Work to complete: Each of the entries should be output exactly, with nothing left out.

*** Opening Material supplied ***

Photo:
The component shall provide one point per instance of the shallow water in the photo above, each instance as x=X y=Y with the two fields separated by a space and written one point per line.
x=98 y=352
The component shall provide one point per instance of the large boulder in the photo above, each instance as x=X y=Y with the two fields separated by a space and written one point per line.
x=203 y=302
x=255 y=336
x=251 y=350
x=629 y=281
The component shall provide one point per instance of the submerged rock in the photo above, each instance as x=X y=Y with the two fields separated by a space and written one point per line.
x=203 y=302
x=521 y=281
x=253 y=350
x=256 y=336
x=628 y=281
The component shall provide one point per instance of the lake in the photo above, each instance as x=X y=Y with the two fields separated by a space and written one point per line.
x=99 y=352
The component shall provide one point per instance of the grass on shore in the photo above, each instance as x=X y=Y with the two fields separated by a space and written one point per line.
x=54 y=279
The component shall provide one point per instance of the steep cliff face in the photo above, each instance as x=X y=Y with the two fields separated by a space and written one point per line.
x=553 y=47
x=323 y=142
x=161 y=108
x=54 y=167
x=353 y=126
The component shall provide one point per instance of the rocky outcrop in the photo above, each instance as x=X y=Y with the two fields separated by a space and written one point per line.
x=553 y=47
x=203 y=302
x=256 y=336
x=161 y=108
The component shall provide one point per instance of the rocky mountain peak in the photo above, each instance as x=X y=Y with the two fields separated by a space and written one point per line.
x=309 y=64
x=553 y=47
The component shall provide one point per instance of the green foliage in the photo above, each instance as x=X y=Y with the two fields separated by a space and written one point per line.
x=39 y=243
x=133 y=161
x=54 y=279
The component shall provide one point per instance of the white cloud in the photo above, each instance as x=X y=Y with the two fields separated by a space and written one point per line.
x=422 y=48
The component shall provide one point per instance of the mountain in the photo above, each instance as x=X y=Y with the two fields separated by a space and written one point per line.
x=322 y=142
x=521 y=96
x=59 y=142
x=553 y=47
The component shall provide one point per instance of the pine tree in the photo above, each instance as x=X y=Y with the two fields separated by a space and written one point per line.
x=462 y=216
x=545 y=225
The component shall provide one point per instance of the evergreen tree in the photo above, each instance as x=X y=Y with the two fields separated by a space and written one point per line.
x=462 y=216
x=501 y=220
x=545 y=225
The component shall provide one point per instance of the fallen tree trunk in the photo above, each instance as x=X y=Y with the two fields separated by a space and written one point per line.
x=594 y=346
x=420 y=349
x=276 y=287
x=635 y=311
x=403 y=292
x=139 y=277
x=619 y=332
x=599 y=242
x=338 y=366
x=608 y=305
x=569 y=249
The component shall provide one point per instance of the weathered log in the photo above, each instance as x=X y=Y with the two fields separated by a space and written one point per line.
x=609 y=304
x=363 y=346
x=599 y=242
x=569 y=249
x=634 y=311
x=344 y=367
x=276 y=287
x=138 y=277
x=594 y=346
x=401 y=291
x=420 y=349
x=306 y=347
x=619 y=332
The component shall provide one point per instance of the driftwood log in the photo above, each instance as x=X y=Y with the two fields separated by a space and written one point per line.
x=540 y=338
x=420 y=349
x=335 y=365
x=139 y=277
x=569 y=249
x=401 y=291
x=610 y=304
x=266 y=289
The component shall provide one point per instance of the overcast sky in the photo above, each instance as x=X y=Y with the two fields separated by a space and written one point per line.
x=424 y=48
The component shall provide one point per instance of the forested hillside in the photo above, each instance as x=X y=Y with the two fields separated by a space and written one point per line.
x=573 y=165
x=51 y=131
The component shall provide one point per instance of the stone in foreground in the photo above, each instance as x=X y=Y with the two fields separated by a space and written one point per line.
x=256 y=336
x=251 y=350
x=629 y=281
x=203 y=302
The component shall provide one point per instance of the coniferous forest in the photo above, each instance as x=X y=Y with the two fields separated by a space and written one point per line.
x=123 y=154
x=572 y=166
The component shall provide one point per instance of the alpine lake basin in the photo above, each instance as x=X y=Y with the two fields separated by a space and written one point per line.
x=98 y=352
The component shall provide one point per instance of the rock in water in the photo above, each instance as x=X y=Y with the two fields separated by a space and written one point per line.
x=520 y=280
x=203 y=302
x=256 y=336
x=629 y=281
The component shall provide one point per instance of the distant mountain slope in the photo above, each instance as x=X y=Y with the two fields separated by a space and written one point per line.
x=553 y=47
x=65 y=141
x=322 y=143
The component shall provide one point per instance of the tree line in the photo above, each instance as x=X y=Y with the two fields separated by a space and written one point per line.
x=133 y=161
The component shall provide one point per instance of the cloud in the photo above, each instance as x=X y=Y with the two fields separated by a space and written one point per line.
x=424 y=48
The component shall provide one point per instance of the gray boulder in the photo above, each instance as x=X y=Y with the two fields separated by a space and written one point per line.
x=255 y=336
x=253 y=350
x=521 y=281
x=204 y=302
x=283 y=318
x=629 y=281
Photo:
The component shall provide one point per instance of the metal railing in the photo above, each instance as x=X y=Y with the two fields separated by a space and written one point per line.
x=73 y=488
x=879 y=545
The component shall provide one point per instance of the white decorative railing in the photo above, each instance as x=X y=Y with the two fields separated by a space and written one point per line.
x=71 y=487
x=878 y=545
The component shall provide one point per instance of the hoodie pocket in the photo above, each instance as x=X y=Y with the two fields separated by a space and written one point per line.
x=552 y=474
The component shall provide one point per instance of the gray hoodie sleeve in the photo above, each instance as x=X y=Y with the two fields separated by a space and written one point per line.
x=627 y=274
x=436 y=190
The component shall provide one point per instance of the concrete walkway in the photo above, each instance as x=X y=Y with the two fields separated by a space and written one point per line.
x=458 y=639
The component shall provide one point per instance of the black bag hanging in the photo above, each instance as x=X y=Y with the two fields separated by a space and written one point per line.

*** Closing Material supplied ***

Written solution:
Photo:
The component shall provide one point per instance of the shallow water in the photo above, each instance as x=X y=Y with the two fields separated by a space and written one point per line.
x=98 y=352
The component shall provide one point per instance of the large boulder in the photo above, each instance as x=X y=Y with the two fields separated by a space and written one point per line.
x=203 y=302
x=255 y=336
x=251 y=350
x=629 y=281
The component shall provide one point per instance of the submerged rock in the photo above, each instance as x=X y=Y with the two fields separated by a space and written one point per line.
x=203 y=302
x=521 y=281
x=253 y=350
x=256 y=336
x=628 y=281
The component shall provide one point per instance of the lake in the photo above, each instance as x=X y=Y with the two fields separated by a space and written one point per line.
x=99 y=352
The component shall provide one point per instance of the grass on shore in the photo above, each instance as x=X y=Y with the two fields separated by a space and written one point per line.
x=54 y=279
The component shall provide one point per instance of the steep cliff face in the photo above, each instance as x=X y=Y with the two fields separated by a space and written one point per line.
x=553 y=47
x=323 y=142
x=161 y=108
x=54 y=167
x=353 y=126
The component shall provide one point per instance of the rocky outcrop in the photo above, each instance as x=X y=Y with the two fields separated by a space and written one point per line.
x=553 y=47
x=203 y=302
x=256 y=336
x=161 y=108
The component shall provide one point per instance of the rocky mountain peak in the photo above, each instance as x=X y=Y with the two fields separated by a space and written one point per line.
x=309 y=64
x=553 y=47
The component shall provide one point per instance of the green foliage in the photo above, each instance as x=X y=Y with the two fields separated by a space and written one point per line.
x=39 y=243
x=133 y=161
x=54 y=279
The component shall provide one point per instance of the white cloud in the photo above, each instance as x=X y=Y with the two fields separated by a space and written one point per line.
x=422 y=48
The component shall provide one point per instance of the mountain in the photo above, each instance as x=X y=Y with the two fields separated by a space and written one point per line.
x=322 y=142
x=521 y=96
x=59 y=142
x=553 y=47
The component shall provide one point per instance of the pine tree in the photo above, each instance as x=X y=Y with the two fields separated by a space and written one point per line.
x=462 y=216
x=545 y=225
The component shall provide one point per instance of the evergreen tree in the photo above, each instance as x=X y=Y with the two fields separated by a space and written one point per line.
x=462 y=216
x=501 y=220
x=545 y=225
The component shall provide one point per instance of the fallen tree trunk in the photo above, each instance as x=X y=Y with the two fields separated by a space and written one point per line.
x=594 y=346
x=420 y=349
x=276 y=287
x=635 y=311
x=403 y=292
x=139 y=277
x=619 y=332
x=599 y=242
x=338 y=366
x=608 y=305
x=569 y=249
The component shall provide one point per instance of the weathered log in the photo above, each instance as x=X y=Y with the two fields separated by a space and written one point per line.
x=609 y=304
x=363 y=346
x=599 y=242
x=569 y=249
x=634 y=311
x=344 y=367
x=276 y=287
x=138 y=277
x=594 y=346
x=401 y=291
x=420 y=349
x=306 y=347
x=619 y=332
The component shall provide one point per instance of the driftwood log in the photo above, each instance as x=X y=Y with the two fields separated by a space and written one point per line.
x=540 y=338
x=420 y=349
x=335 y=365
x=139 y=277
x=569 y=249
x=401 y=291
x=610 y=304
x=266 y=289
The component shall provide one point per instance of the overcast sky in the photo above, each instance as x=X y=Y with the two fields separated by a space and written one point per line.
x=424 y=48
The component shall provide one point per instance of the forested hillside in the photo above, each instance as x=X y=Y with the two fields separated by a space and written one point per line.
x=573 y=165
x=51 y=131
The component shall provide one point per instance of the stone in foreground in the photo above, each instance as x=X y=Y with the two fields separated by a space and written one point per line.
x=256 y=336
x=251 y=350
x=629 y=281
x=203 y=302
The component shall provide one point per instance of the coniferous forest in the photo above, each instance as x=X y=Y with the two fields separated by a space and written one point per line.
x=123 y=154
x=572 y=166
The component shall provide one point per instance of the alpine lake basin in the photo above, each instance as x=X y=Y with the two fields separated by a space and written one point per line.
x=98 y=352
The component shall provide one point per instance of the rock in water in the photo above, each instance as x=X y=Y with the two fields separated by a space and written one point per line.
x=520 y=280
x=203 y=302
x=256 y=336
x=629 y=281
The component shall provide one point per instance of the distant mountain slope in the photo above, each instance as x=X y=Y with the two fields separated by a space and written one point per line.
x=553 y=47
x=65 y=141
x=322 y=143
The component shall provide one point per instance of the tree line in the photo above, each instance as x=X y=Y with the two fields separated by a space and written one point per line.
x=133 y=161
The component shall provide one point per instance of the cloud in the photo above, each instance as x=X y=Y with the two fields separated by a space and written one point per line.
x=424 y=48
The component shall provide one point per instance of the gray boulder in the photo above, each instance as x=X y=Y with the two fields separated by a space and written one point per line.
x=255 y=336
x=253 y=350
x=521 y=281
x=204 y=302
x=283 y=318
x=629 y=281
Photo:
The component shall provide one point per instance of the metal railing in the photo above, each instance as x=X y=Y with the two fields separated by a space and written one point per line.
x=73 y=488
x=879 y=545
The component shall provide one point per instance of the white decorative railing in the photo above, each instance as x=X y=Y with the two fields separated by a space and written one point per line.
x=71 y=487
x=878 y=545
The component shall provide one point per instance of the hoodie pocket in the photo above, each instance as x=X y=Y with the two fields separated by a space and written one point per line.
x=552 y=474
The component shall provide one point per instance of the gray hoodie sleeve in the photo above, each instance as x=X y=Y with the two fields separated by a space and written one point per line.
x=627 y=274
x=436 y=190
The component shall provide one point per instance of the concrete walkway in the photo above, each instance as x=X y=Y with the two fields separated by a space and written one point per line.
x=458 y=639
The component shall provide one point per instance of the black bag hanging in the photo above, each instance as x=X y=Y with the two fields separated by a space and written one point per line.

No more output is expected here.